[BEGIN Data section]
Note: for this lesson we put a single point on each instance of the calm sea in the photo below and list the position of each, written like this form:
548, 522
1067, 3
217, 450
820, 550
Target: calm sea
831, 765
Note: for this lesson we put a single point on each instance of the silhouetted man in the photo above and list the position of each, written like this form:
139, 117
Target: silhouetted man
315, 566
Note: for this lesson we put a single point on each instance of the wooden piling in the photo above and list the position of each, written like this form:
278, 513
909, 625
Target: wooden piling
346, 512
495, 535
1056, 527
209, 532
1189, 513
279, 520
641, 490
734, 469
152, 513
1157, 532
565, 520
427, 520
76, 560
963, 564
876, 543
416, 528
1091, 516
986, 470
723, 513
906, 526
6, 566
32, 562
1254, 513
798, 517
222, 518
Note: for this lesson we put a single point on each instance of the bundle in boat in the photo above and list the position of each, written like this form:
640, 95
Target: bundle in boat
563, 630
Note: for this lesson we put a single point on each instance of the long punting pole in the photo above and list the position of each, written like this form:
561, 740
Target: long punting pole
[END Data section]
[BEGIN Data section]
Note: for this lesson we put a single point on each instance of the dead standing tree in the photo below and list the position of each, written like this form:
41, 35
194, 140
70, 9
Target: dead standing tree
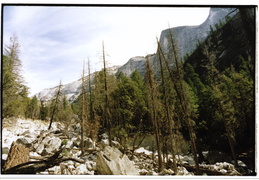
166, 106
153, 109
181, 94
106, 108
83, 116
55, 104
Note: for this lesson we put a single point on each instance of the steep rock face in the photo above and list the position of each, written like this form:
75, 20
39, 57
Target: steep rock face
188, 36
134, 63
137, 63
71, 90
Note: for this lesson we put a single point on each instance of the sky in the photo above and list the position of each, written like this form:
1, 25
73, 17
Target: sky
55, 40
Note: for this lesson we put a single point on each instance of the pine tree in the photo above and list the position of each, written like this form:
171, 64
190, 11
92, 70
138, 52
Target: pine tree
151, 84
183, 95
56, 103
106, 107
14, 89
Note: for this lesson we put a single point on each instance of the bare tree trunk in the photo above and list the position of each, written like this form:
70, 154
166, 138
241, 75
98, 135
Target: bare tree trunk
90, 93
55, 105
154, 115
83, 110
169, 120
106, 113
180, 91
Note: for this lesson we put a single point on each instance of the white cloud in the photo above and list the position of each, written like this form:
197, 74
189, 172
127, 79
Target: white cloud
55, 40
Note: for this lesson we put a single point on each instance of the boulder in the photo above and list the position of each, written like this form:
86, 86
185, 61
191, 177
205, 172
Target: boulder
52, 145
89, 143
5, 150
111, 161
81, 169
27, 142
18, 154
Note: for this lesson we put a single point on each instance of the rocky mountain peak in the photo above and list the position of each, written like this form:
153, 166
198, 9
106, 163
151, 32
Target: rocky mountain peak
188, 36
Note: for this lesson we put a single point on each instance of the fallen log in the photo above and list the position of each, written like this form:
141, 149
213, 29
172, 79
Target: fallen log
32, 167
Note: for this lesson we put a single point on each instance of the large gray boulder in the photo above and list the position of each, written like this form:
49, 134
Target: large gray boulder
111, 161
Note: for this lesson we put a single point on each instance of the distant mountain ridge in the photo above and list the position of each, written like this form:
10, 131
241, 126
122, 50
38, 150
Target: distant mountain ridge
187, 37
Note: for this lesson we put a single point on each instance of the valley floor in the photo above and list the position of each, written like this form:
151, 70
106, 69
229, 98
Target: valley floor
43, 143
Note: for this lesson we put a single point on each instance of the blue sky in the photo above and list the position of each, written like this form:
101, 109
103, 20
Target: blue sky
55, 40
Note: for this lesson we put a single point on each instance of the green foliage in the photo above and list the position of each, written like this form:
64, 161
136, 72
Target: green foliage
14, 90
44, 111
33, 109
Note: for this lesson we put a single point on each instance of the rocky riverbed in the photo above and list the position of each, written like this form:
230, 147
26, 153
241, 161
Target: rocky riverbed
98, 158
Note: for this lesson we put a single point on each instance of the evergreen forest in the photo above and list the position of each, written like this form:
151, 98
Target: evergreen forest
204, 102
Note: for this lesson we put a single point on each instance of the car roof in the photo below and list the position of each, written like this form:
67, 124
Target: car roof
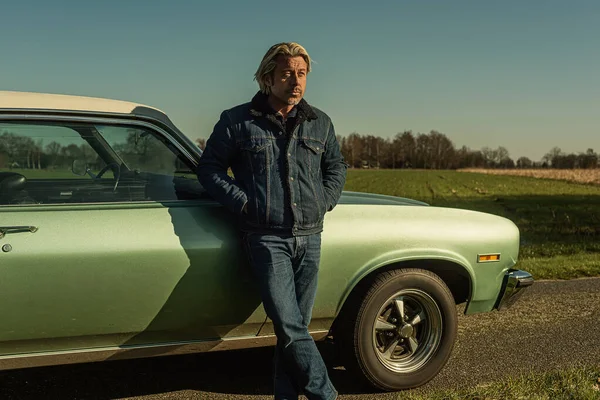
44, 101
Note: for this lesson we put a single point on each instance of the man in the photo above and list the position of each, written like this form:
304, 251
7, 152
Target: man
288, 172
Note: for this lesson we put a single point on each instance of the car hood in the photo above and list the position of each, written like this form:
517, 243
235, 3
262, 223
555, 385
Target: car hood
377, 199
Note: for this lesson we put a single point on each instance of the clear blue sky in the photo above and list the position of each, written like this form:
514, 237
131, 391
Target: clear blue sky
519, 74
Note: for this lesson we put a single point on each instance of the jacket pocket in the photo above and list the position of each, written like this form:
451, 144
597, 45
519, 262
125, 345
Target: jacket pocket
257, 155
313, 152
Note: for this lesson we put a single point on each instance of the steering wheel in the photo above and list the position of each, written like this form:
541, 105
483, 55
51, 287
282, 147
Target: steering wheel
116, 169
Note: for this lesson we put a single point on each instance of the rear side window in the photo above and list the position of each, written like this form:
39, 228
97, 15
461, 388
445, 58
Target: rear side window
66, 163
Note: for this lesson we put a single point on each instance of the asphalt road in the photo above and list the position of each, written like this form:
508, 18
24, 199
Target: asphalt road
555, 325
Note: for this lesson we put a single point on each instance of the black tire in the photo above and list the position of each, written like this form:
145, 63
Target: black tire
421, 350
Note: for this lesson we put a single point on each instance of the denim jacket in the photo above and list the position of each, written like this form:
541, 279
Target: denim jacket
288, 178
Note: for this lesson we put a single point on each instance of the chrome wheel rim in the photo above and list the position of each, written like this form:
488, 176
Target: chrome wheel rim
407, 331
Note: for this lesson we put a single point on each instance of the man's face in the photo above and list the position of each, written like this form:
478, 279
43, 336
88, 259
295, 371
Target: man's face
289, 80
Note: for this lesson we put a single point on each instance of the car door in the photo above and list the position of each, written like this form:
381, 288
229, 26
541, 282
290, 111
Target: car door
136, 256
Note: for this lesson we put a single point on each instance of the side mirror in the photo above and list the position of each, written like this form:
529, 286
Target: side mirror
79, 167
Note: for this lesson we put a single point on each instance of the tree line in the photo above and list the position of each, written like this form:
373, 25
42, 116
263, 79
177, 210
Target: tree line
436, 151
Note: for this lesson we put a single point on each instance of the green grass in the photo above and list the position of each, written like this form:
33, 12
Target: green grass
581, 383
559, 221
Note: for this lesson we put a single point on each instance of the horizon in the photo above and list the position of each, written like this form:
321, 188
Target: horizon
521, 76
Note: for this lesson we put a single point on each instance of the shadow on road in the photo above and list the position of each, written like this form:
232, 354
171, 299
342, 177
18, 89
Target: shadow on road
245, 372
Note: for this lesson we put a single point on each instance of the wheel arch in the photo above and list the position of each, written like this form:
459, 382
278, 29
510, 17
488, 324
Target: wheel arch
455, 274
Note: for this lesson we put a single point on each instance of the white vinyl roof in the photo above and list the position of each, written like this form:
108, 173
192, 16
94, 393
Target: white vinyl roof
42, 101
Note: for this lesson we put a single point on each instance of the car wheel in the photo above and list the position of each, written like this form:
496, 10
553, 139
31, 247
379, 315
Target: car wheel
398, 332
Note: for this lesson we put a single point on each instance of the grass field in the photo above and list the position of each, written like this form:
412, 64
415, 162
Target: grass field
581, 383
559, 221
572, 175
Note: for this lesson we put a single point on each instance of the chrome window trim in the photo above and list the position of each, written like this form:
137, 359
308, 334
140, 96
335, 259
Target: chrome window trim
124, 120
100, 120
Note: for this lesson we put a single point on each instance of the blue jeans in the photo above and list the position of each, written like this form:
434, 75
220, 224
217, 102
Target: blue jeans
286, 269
[END Data section]
[BEGIN Data section]
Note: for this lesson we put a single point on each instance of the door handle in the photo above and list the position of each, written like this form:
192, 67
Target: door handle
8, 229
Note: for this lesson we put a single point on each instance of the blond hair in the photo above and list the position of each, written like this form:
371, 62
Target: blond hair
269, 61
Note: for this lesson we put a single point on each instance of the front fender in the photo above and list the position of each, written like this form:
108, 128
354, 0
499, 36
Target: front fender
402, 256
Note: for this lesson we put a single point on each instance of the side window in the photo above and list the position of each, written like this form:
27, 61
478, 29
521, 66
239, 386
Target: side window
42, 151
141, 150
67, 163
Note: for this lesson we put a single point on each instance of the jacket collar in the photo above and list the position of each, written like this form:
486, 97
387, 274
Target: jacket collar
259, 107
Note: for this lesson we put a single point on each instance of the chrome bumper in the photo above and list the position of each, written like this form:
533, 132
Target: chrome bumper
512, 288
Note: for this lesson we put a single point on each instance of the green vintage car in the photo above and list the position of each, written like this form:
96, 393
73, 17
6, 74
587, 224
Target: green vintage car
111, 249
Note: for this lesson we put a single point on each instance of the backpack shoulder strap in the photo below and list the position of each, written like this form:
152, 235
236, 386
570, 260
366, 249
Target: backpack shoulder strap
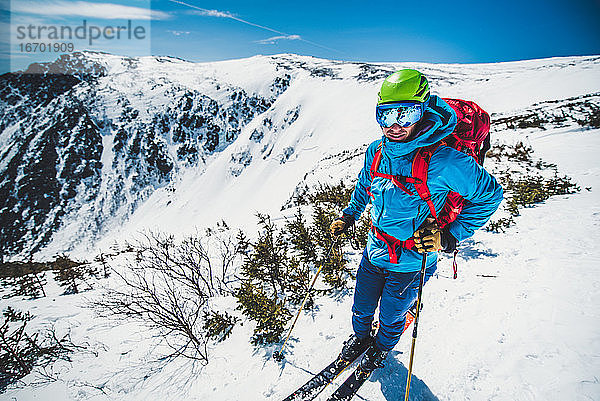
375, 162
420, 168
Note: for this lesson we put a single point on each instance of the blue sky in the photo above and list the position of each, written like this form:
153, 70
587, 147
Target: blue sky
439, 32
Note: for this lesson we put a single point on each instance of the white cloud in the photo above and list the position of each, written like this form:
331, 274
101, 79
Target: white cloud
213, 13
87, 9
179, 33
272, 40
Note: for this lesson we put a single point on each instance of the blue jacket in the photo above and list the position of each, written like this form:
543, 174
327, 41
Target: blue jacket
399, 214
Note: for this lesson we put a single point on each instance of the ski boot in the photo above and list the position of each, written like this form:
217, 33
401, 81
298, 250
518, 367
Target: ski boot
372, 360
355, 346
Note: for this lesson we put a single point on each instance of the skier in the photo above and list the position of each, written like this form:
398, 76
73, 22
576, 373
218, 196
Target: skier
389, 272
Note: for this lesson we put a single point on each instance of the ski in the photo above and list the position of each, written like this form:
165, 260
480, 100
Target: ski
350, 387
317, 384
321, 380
[END Data section]
**Objective**
Copy the material starting at the line that contains "of the calm" and ending at the line that contains "Target: long punting pole", swapping "lesson" for "exercise" and changing nothing else.

**Exercise output**
Note: for this exercise we put a single point on each instance of the calm sea in the photo below and list the position of each, written like this form:
548, 522
1067, 3
217, 450
820, 550
Target: calm sea
831, 765
Note: for this exercise we put a single point on each instance of the silhouetted man in the photo above and list the position of each, written like this form:
139, 117
Target: silhouetted man
315, 566
Note: for this exercise we put a single point on each instance of the wooden piling in the photo above and list the position of each, written like this form:
278, 513
909, 625
Target: wooden piling
346, 512
495, 535
1056, 527
209, 532
1189, 513
279, 520
641, 490
734, 469
152, 513
1157, 532
565, 520
427, 520
76, 560
963, 564
876, 543
416, 528
1091, 516
986, 470
723, 513
906, 526
6, 566
32, 562
1254, 513
798, 517
222, 518
Note: for this exercise we put a single point on each instance of the bundle in boat in the photo above and list the position of each, written like this form:
640, 95
Target: bundle in boat
563, 630
Note: for this exercise we put a single point on each instance of the long punting pole in the photo above and list the position of each, written like this form:
561, 740
Target: long punting pole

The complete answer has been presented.